• **What you are asked to do**
Please copy out the post on troubleshooting SQL Azure issues word for word, from start to finish.

• **Excerpt provided**
Thursday, June 20, 2019

Troubleshooting SQL Azure issues

Query Performance Insights

The most common place to look for SQL Azure issues is Query Performance Insights on Azure portal https://docs.microsoft.com/en-us/azure/sql-database/sql-database-query-performance

Troubleshoot SQL query timeouts

There are various Data Management Views (DMV’s) created by SQL Azure team https://docs.microsoft.com/en-us/azure/sql-database/sql-database-monitoring-with-dmvs
I tweaked them a little below:


Find query hashes which are timing out


Look for Aborted_Execution_Count column.
-- Top 15 CPU consuming queries by query hash
-- note that a query  hash can have many query id if not parameterized or not parameterized properly
-- it grabs a sample query text by min
WITH AggregatedCPU AS (SELECT q.query_hash, p.query_plan_hash, SUM(count_executions * avg_cpu_time / 1000.0) AS total_cpu_millisec, SUM(count_executions * avg_cpu_time / 1000.0)/ SUM(count_executions) AS avg_cpu_millisec, MAX(rs.max_cpu_time / 1000.00) AS max_cpu_millisec, MAX(max_logical_io_reads) max_logical_reads, COUNT(DISTINCT p.plan_id) AS number_of_distinct_plans, COUNT(DISTINCT p.query_id) AS number_of_distinct_query_ids, SUM(CASE WHEN rs.execution_type_desc='Aborted' THEN count_executions ELSE 0 END) AS Aborted_Execution_Count, SUM(CASE WHEN rs.execution_type_desc='Regular' THEN count_executions ELSE 0 END) AS Regular_Execution_Count, SUM(CASE WHEN rs.execution_type_desc='Exception' THEN count_executions ELSE 0 END) AS Exception_Execution_Count, SUM(count_executions) AS total_executions, MIN(qt.query_sql_text) AS sampled_query_text
                       FROM sys.query_store_query_text AS qt
                            JOIN sys.query_store_query AS q ON qt.query_text_id=q.query_text_id
                            JOIN sys.query_store_plan AS p ON q.query_id=p.query_id
                            JOIN sys.query_store_runtime_stats AS rs ON rs.plan_id=p.plan_id
                            JOIN sys.query_store_runtime_stats_interval AS rsi ON rsi.runtime_stats_interval_id=rs.runtime_stats_interval_id
                       WHERE rs.execution_type_desc IN ('Regular', 'Aborted', 'Exception')AND rsi.start_time>=DATEADD(HOUR, -24, GETUTCDATE())

Image object location entries
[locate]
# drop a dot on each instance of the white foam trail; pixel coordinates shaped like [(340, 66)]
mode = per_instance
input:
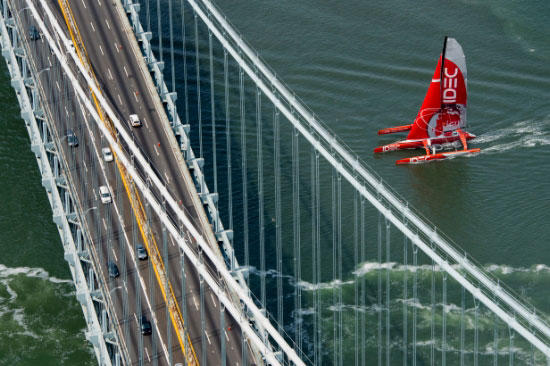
[(30, 272)]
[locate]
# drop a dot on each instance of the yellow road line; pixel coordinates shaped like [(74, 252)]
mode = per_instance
[(135, 201)]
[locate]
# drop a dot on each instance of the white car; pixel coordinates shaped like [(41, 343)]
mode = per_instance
[(104, 194), (107, 154), (134, 120)]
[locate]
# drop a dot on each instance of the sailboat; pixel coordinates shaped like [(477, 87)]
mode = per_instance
[(439, 125)]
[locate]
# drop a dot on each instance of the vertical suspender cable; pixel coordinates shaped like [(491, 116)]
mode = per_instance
[(198, 77), (405, 299), (335, 348), (261, 224), (228, 140), (388, 292), (278, 219), (296, 229), (363, 288), (213, 120), (243, 170), (356, 267), (415, 299), (172, 64), (314, 279), (379, 292)]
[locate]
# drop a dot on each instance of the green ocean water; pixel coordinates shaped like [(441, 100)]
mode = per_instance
[(360, 66)]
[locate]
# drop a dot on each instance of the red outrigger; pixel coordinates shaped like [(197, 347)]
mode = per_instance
[(438, 127)]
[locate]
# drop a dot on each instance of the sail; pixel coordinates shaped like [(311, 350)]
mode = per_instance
[(444, 108)]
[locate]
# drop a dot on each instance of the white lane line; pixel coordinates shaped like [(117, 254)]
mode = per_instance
[(128, 242)]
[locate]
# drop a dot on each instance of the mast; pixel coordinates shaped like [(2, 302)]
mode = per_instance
[(441, 84)]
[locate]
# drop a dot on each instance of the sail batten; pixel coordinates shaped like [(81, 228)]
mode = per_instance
[(444, 107)]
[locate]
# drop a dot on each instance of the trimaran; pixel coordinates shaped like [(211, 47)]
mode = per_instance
[(438, 127)]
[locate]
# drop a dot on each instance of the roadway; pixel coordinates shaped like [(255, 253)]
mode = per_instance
[(112, 230)]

• **Output below**
Thursday, June 20, 2019

Troubleshooting SQL Azure issues

Query Performance Insights

The most common place to look for SQL Azure issues is Query Performance Insights on Azure portal https://docs.microsoft.com/en-us/azure/sql-database/sql-database-query-performance

Troubleshoot SQL query timeouts

There are various Data Management Views (DMV’s) created by SQL Azure team https://docs.microsoft.com/en-us/azure/sql-database/sql-database-monitoring-with-dmvs
I tweaked them a little below:


Find query hashes which are timing out


Look for Aborted_Execution_Count column.
-- Top 15 CPU consuming queries by query hash
-- note that a query  hash can have many query id if not parameterized or not parameterized properly
-- it grabs a sample query text by min
WITH AggregatedCPU AS (SELECT q.query_hash, p.query_plan_hash, SUM(count_executions * avg_cpu_time / 1000.0) AS total_cpu_millisec, SUM(count_executions * avg_cpu_time / 1000.0)/ SUM(count_executions) AS avg_cpu_millisec, MAX(rs.max_cpu_time / 1000.00) AS max_cpu_millisec, MAX(max_logical_io_reads) max_logical_reads, COUNT(DISTINCT p.plan_id) AS number_of_distinct_plans, COUNT(DISTINCT p.query_id) AS number_of_distinct_query_ids, SUM(CASE WHEN rs.execution_type_desc='Aborted' THEN count_executions ELSE 0 END) AS Aborted_Execution_Count, SUM(CASE WHEN rs.execution_type_desc='Regular' THEN count_executions ELSE 0 END) AS Regular_Execution_Count, SUM(CASE WHEN rs.execution_type_desc='Exception' THEN count_executions ELSE 0 END) AS Exception_Execution_Count, SUM(count_executions) AS total_executions, MIN(qt.query_sql_text) AS sampled_query_text
                       FROM sys.query_store_query_text AS qt
                            JOIN sys.query_store_query AS q ON qt.query_text_id=q.query_text_id
                            JOIN sys.query_store_plan AS p ON q.query_id=p.query_id
                            JOIN sys.query_store_runtime_stats AS rs ON rs.plan_id=p.plan_id
                            JOIN sys.query_store_runtime_stats_interval AS rsi ON rsi.runtime_stats_interval_id=rs.runtime_stats_interval_id
                       WHERE rs.execution_type_desc IN ('Regular', 'Aborted', 'Exception')AND rsi.start_time>=DATEADD(HOUR, -24, GETUTCDATE())